**Given exercise a:**
Reproduce, word for word, the part of the Provincetown passage that begins with the words containing "When I went" and ends with "who paint them.".
— Start Passage shown —
At the left side he had a big old shark-bitten seaboot, which he must
have picked up off the beach, frayed and stringy around the top and
showing a great gaping hole in the forepeak. Under this he had placed
the legend, "BEFORE." At the right side, over a card printed "AFTER,"
a silver high-heeled dancing pump glittered in immaculate daintiness.
When I went in to congratulate old Joe on this achievement, he seemed
shy. Then he gave me a wrinkly smile and explained - as he had heard
so many others in Provincetown explain - it was just "his art."
Provincetown, whatever the summer may bring it, is a fishing town, and
its people are fisherpeople. In July and August, when the population
suddenly triples, there is some tendency to forget this. I have read
wonderful descriptions of the town, from which one would gather that
it is principally an art colony, festooned with nets and "picturesque"
Portuguese fishermen who presumably have been planted for the
convenience of the artists who paint them.
In the Cape-end eddies of summer traffic, which work into a dizzy
whirlpool here, it is true that for two months of each year the town
practically loses itself. One might add that it is beside itself. The
tourists are now the most numerous, the artists and writers by long
odds the most articulate. Hence it may come as a surprise to the
visitor, when he is told that of the more than four thousand residents
of the town - "year-round people" - three-fourths are Portuguese,
seeking their livelihood in the fishery or indirectly from its earnings.
They are an engaging people. I do not see how Provincetown can be very
life-like to writers who treat the Portuguese as incidental. Cape Cod,
of course, has a rich historical interest without them, because the
Cape's history goes back beyond their time; but the Cape today is very
much with them, and has been so since the last quarter of the
Nineteenth Century, when large numbers came to New England, attracted
by success stories of pretty much the same stamp, that all fish
stories bear.
I find that to crowd Provincetown into one chapter would be like
throwing all the exhibits of a menagerie into a single cage. Even if
they don't start clawing at one another, such jamming together
obstructs the view. Before touring about the town for details, let us
have a squint at it "with eyes half-closed," as the painters say, for
a few broad effects. Let us meet these Portuguese, and listen to them
talk of their fishing; let us wander through that scattered, elusive
realm which the town calls its "art colony;" and let us glance
backward, through a couple of centuries, towards the hazy beginnings
of the "Province Lands." Then we can tour the town in another chapter.
The large majority of the Portuguese have come from the Azores, or are
descended of Azoreans; a small proportion are from Lisbon; and the
remainder are descended of the 'bravas,' a race brought into New
England in whaling days from the Cape Verde Islands. The Cape Verdes,
which belong to Portugal, are off the west coast of Africa, and the
bravas are a mixture of Portuguese and native African, and are so
called after the island of Brava.
— End Passage shown —
— Start Exercise data —
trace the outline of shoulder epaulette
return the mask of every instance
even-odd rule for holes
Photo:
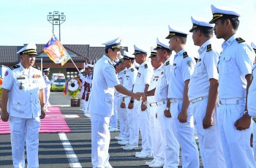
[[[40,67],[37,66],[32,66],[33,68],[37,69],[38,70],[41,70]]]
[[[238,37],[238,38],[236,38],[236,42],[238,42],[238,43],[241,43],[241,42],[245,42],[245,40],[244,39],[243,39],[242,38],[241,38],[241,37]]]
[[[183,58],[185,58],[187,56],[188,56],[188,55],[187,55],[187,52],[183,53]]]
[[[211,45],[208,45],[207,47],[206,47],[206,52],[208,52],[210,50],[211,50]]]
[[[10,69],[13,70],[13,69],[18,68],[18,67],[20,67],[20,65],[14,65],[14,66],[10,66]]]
— End Exercise data —
— Start Exercise data —
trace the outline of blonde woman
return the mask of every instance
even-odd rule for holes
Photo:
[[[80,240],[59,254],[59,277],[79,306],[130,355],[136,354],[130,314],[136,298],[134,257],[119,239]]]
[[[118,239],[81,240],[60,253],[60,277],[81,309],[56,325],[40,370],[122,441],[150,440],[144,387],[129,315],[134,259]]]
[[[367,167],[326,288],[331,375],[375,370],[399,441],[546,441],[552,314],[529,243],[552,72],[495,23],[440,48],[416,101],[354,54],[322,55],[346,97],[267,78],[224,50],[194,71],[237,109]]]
— End Exercise data —
**Given exercise b:**
How many lines in the rows above contain the string "trace"? Treat uppercase and lowercase as different, and reply with the number alone.

**Result a:**
When I went in to congratulate old Joe on this achievement, he seemed
shy. Then he gave me a wrinkly smile and explained - as he had heard
so many others in Provincetown explain - it was just "his art."
Provincetown, whatever the summer may bring it, is a fishing town, and
its people are fisherpeople. In July and August, when the population
suddenly triples, there is some tendency to forget this. I have read
wonderful descriptions of the town, from which one would gather that
it is principally an art colony, festooned with nets and "picturesque"
Portuguese fishermen who presumably have been planted for the
convenience of the artists who paint them.

**Result b:**
2